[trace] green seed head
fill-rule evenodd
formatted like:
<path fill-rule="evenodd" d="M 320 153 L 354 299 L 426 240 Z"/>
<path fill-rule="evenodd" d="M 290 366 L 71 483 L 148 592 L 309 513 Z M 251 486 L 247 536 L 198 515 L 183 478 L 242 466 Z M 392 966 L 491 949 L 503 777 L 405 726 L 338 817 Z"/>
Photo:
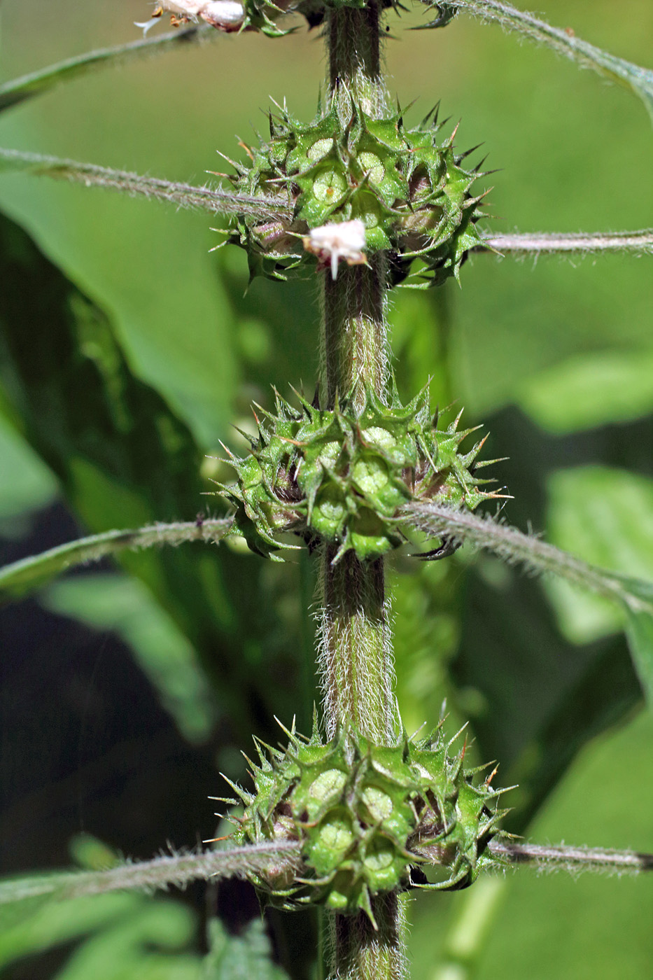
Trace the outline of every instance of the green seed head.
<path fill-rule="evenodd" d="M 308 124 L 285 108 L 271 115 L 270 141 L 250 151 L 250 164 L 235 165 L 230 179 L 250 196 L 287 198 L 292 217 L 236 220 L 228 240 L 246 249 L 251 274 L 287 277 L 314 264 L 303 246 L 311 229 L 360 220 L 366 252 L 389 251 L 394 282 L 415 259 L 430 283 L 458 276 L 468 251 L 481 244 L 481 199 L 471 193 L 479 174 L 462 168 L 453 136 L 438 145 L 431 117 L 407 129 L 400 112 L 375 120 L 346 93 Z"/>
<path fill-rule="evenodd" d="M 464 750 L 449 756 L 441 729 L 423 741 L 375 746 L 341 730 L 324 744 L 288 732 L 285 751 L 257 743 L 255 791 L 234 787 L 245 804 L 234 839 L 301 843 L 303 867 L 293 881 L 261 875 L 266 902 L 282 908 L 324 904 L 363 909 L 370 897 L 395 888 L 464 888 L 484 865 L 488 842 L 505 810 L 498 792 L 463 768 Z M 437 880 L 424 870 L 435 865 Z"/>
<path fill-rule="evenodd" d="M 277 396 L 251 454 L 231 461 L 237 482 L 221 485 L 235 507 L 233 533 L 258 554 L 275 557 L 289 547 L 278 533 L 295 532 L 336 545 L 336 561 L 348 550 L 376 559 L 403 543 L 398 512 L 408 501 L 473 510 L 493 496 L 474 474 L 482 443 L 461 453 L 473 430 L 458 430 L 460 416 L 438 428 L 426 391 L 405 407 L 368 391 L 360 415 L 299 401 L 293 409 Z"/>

==========

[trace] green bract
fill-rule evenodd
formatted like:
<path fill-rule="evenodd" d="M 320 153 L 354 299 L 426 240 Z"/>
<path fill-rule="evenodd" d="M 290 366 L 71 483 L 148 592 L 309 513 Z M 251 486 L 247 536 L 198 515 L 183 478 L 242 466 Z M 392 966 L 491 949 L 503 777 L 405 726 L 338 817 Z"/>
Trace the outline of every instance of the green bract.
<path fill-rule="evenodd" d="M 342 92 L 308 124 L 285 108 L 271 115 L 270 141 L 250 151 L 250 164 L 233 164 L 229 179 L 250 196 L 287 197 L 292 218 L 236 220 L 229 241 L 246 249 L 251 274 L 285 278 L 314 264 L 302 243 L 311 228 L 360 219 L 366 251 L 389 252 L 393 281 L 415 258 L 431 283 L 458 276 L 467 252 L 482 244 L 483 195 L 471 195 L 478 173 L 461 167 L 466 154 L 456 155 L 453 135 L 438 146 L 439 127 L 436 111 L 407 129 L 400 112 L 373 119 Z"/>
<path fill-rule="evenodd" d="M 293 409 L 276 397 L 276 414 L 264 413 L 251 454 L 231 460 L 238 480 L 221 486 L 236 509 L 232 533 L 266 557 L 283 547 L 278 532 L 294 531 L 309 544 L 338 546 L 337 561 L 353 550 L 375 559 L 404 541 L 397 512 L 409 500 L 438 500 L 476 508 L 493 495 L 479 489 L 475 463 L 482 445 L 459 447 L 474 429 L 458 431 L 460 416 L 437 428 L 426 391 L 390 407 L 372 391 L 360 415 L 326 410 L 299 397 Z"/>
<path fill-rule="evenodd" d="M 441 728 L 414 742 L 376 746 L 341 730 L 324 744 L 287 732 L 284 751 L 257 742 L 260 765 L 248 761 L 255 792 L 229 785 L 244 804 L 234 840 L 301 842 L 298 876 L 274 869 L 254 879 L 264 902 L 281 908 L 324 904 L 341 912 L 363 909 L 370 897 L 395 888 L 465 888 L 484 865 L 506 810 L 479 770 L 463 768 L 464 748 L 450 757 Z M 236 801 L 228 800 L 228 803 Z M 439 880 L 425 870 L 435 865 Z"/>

==========

EXERCISE BRIEF: Rewrite the lines between the one holding "[trace] green seed head" and the one holding "Trace the outline of every instance of the green seed", inclusive, as a numbered list with blank lines left out. Leave the pictures out of your answer.

SOLVED EXERCISE:
1. [trace] green seed head
2. fill-rule evenodd
3. formatted like:
4. <path fill-rule="evenodd" d="M 320 153 L 354 299 L 426 240 Z"/>
5. <path fill-rule="evenodd" d="M 290 366 L 71 483 L 148 592 L 309 513 Z M 251 486 L 247 536 L 198 515 L 183 478 L 242 466 Z M 392 966 L 491 949 L 503 777 L 405 726 L 338 817 Z"/>
6. Photo:
7. Trace the outline of every instance of the green seed head.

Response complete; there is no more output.